:: REQUIRED WORK ::
1. Copy out the passage from the Funk Movement Medicine piece below word for word, everything from "Rachel Chew" down to "bustle of Yale.".
2. Pick up the Funk Movement Medicine piece below where it stops and write on from there.

:: TEXT UNDER STUDY ::
Rachel Chew

“There are so many places that take from us. In this space, you come to get what you need.” It is on this note that Aimee Meredith Cox ends Funk Movement Medicine, a weekly space for dance and movement, Monday nights at the Broadway Rehearsal Lofts just adjacent to Maison Mathis. Studio 303 looks out over Elm and Broadway, the doors to the building’s entrance obscured by the construction paraphernalia around it. But this studio with the old grand piano in the corner, the pale grey floors, the lights from Urban Outfitter’s storefront a quiet reminder that life goes on outside, has come to be a space of ease for my mind amidst the bustle of Yale.

Aimee Meredith Cox is an Associate Professor jointly appointed in the departments of African American Studies and Anthropology here at Yale. If being an Associate Professor across two departments isn’t enough, she is also a former professional dancer with the Dance Theatre of Harlem and Ailey II. At our first Funk Movement Medicine lesson, with us all in a circle, she tells us about how she used to struggle with trying to compartmentalize these various aspects of herself — when she was a dancer, she was a dancer; when she was an academic, she was an academic. But, she tells us, it doesn’t have to be this way. There is space for all of these various parts of ourselves to exist in tandem, and each facet may inform our work in another. Her teaching Funk Movement Medicine is, in part, an expression of how these various facets of herself can find common ground within the space of Yale — “I felt like I needed to teach dance here too.” In Studio 303, we are asked to simply bring ourselves, to simply be, as we begin class.

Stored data
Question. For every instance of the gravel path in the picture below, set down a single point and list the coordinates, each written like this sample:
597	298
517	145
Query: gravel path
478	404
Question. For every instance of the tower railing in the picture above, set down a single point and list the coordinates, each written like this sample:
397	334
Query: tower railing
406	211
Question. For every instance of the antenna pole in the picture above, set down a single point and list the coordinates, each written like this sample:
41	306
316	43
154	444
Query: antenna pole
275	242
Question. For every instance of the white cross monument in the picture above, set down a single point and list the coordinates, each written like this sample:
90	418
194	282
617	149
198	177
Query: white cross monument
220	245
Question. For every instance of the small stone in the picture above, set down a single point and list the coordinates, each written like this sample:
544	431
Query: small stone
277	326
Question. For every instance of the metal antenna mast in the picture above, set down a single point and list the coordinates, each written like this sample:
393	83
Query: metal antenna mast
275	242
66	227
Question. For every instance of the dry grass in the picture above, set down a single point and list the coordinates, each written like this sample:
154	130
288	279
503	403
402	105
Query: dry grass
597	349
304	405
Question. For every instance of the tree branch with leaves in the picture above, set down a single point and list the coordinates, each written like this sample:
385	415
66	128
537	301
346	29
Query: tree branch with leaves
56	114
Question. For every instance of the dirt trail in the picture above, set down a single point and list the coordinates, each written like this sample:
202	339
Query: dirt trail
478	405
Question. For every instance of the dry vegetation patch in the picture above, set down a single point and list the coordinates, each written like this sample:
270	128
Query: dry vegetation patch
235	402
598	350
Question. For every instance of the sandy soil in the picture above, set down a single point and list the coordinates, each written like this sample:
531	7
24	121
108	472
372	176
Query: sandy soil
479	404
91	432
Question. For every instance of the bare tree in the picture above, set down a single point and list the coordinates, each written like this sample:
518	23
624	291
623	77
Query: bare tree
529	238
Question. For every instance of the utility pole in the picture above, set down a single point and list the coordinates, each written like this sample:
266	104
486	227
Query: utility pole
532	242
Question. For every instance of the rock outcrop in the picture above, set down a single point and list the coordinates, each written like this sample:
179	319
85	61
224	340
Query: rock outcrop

:: RESPONSE LIST ::
1.
Rachel Chew

“There are so many places that take from us. In this space, you come to get what you need.” It is on this note that Aimee Meredith Cox ends Funk Movement Medicine, a weekly space for dance and movement, Monday nights at the Broadway Rehearsal Lofts just adjacent to Maison Mathis. Studio 303 looks out over Elm and Broadway, the doors to the building’s entrance obscured by the construction paraphernalia around it. But this studio with the old grand piano in the corner, the pale grey floors, the lights from Urban Outfitter’s storefront a quiet reminder that life goes on outside, has come to be a space of ease for my mind amidst the bustle of Yale.

2.
The ninety minutes spent in Funk Movement Medicine pass quickly. We start each session sharing our names, because students are free to come for sessions as and when is convenient for them, before moving into warm up exercises. Here is the settling down into our bodies, feeling the weight of our bodies on the dance floor; letting our heads, our jaws, hang loose; taking up space in the studio. Then there are the warm-up exercises across the floor – starting from simply walking to the beat, then incorporating small movements, perhaps a double-step, perhaps a raise of the knee, a turn on the off-beat. By then, each one of us is breathing a little more heavily than when we first walked in, but also smiling a little more widely. I grin as I look over at a friend after crossing the floor, stick my tongue out in jest when I miss a beat.

We are here, together, just being in our bodies and that is what matters. And that is something that is reinforced again and again in this class — we are not here to learn a particular choreography, to dance or move in a particular manner. We are here simply to be present in our bodies. The choreography is here to help us, because being asked to improvise can feel paralyzing. But there is never a doubt that, if it feels like the choreography is holding you back instead of enabling you to move, you are free to let it go. The style of the choreography mirrors this conviction. Movements are weighty, from the core; they don’t require long, controlled extensions. It is easy to catch up if you miss a step, and it is hard to notice if someone has missed one.

Michael Jackson’s “Working Day and Night” plays on as we learn the choreography for the week, and amidst Jackson’s iconic “You got me workin’ workin’ day and night”, Cox’s voice calls out over the classroom, describing a step, “It’s like ‘Ugh! Get off my back!’ It’s a Monday night, you just got to shrug it off.” We laugh at her dramatization of each action. I am in slight awe at how well she weaves it all into her movement. Here, in this studio, there is space for movement, there is a space for laughter, and there is space for all of this to exist alongside the frustrations of the everyday while also being a vessel for us to step outside of it and laugh it all off.

Earlier on in the day, Robert Storr tells our class in Basic Drawing that he is not very good at mindfulness, at least not if one regards mindfulness through the lens of conventional meditation. But, he says, drawing is its own kind of mindfulness, of being aware of your tool and the paper, of focusing singularly on that, on finding something interesting in something simple. And in Funk Movement Medicine, I find yet another kind of mindfulness. One that is about allowing your body to move and be alive in all the ways it wants to. To laugh and know that the stress and frustration, the tension of your daily life, will still be there. But to know that, if for a while, it is okay to simply acknowledge that, let it be, and perhaps even find a way to laugh about it.